Records from a collection
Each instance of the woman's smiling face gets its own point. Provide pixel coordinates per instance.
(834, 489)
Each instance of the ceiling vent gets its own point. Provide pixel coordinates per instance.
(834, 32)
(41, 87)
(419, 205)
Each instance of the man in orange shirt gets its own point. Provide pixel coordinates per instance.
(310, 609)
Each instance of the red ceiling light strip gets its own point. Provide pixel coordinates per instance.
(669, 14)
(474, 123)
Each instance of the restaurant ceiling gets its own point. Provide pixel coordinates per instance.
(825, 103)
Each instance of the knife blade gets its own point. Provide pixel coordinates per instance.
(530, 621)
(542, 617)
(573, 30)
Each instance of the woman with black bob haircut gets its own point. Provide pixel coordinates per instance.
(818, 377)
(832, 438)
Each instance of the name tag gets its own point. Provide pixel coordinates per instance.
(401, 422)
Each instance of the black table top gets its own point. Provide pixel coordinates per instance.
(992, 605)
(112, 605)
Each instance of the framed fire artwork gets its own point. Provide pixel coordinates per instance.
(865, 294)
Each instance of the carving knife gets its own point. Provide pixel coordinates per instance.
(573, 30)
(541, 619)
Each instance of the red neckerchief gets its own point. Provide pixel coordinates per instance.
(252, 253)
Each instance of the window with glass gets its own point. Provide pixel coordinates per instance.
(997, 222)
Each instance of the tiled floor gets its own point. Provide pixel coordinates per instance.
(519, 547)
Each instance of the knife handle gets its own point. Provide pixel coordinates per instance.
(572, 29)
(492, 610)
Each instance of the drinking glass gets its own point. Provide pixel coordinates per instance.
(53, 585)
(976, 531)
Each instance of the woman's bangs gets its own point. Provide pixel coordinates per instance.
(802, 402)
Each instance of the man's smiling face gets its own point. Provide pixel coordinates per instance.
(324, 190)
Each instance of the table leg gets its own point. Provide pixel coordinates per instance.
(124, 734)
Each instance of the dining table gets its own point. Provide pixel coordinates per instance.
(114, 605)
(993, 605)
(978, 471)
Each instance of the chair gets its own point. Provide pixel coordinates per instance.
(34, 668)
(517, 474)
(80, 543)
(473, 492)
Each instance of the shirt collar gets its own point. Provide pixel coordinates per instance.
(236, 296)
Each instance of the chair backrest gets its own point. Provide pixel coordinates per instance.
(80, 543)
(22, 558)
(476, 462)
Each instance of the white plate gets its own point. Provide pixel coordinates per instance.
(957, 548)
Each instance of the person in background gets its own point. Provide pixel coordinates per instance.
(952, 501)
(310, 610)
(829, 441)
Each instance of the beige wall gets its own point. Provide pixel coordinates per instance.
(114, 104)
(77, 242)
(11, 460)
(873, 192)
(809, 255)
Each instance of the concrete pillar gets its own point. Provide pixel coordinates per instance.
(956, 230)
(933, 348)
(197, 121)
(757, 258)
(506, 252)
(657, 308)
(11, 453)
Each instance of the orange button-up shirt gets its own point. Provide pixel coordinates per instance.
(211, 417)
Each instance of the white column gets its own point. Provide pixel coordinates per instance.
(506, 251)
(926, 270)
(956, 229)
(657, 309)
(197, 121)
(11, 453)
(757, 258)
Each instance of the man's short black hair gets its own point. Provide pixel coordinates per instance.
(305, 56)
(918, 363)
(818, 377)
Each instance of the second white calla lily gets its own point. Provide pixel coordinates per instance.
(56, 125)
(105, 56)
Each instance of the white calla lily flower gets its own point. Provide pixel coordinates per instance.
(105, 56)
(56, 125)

Request
Copy out every row above word for word, without changing anything.

Expected answer
Each instance of the woman's smiling face gets its own point. Provide pixel coordinates per instance.
(834, 489)
Each instance of the ceiling vent gets its own point. Provide pixel coordinates per instance.
(834, 32)
(41, 87)
(419, 205)
Each instance of the man in orange shirt gets its own point. Provide pixel coordinates per instance.
(310, 609)
Each instance of the red ceiling light strip gets its own point. Provide pixel coordinates per instance.
(669, 14)
(474, 123)
Each instance of the restaurant ceiling gets its own point. Provide pixel coordinates per instance.
(825, 103)
Each instance of the knife blade gets its own point. Provide pixel coordinates per instance.
(530, 621)
(542, 617)
(573, 30)
Each instance of the woman with black bob haircut gets its own point. Provide pixel coordinates per instance.
(818, 377)
(832, 438)
Each instance of the name tag gets its own point. Provide pixel coordinates per instance.
(401, 422)
Each instance of the black table top gets its own point. Provide pixel coordinates per instance.
(992, 605)
(112, 605)
Each instance of the framed fire artwork gets its own point. Provide pixel coordinates per instance.
(865, 294)
Each instance of the carving knife gets its own point. Provide pixel coordinates per instance.
(573, 30)
(541, 619)
Each instance of the red neckerchief gets its own point. Provide pixel coordinates per instance.
(252, 253)
Each instance of the window with glass gets its own point. Provide pixel coordinates per instance.
(997, 222)
Each instance of the tiled floor gets its own point. Provide pixel coordinates per instance.
(519, 547)
Each instance of the knife handle gets its own point. Provide pixel coordinates per instance.
(572, 29)
(492, 610)
Each instance of the drinking glass gets its own point. Provide pixel coordinates per instance.
(53, 585)
(976, 531)
Each instance of the woman's bangs gets its own point. Provide pixel coordinates per instance.
(802, 402)
Each instance of the man's smiling face gets its own point. Provide pixel coordinates per instance.
(324, 190)
Each instance of the table leg gets its own point. Provide pixel coordinates per instance.
(124, 734)
Each instance of the dining table gets its own point. Provide pixel coordinates per instance.
(114, 605)
(993, 605)
(978, 471)
Each instance of the chair gets its own point. Provide pixel coordinates per instance.
(34, 668)
(517, 474)
(80, 543)
(473, 492)
Each instance of the shirt collar gets its own point. Provide pixel coordinates per instance.
(236, 296)
Each instance of the chair backrest gets its own point. Provide pixel coordinates per instance.
(80, 543)
(22, 558)
(476, 462)
Each instance of the white plate gets its own point. Provide pixel coordinates per instance.
(957, 548)
Each instance of the person in background gets its own point. Provide pixel coordinates per instance.
(952, 501)
(310, 610)
(829, 441)
Each instance of the beige wall gets its own point. Provide pixel coordinates per instance.
(114, 104)
(77, 242)
(11, 460)
(873, 192)
(809, 255)
Each instance of the concrete pillar gets its own point. Provide pixel coordinates per instance.
(956, 230)
(933, 348)
(197, 121)
(757, 258)
(506, 252)
(657, 308)
(11, 453)
Each instance of the orange button-up shirt gets its own point. Provide pixel coordinates per instance.
(211, 417)
Each instance of the white column gets its own point. Provide pixel coordinates per instance.
(506, 251)
(926, 270)
(956, 229)
(657, 309)
(197, 121)
(11, 453)
(757, 258)
Each instance of the man's short black hair gets its own point. Provide pixel coordinates per instance.
(305, 56)
(918, 363)
(818, 377)
Each instance of the second white calla lily gets its own point. Provide pixel coordinates per instance.
(56, 125)
(105, 56)
Each instance of the white calla lily flower gets its own point. Provide pixel coordinates per instance.
(105, 56)
(56, 125)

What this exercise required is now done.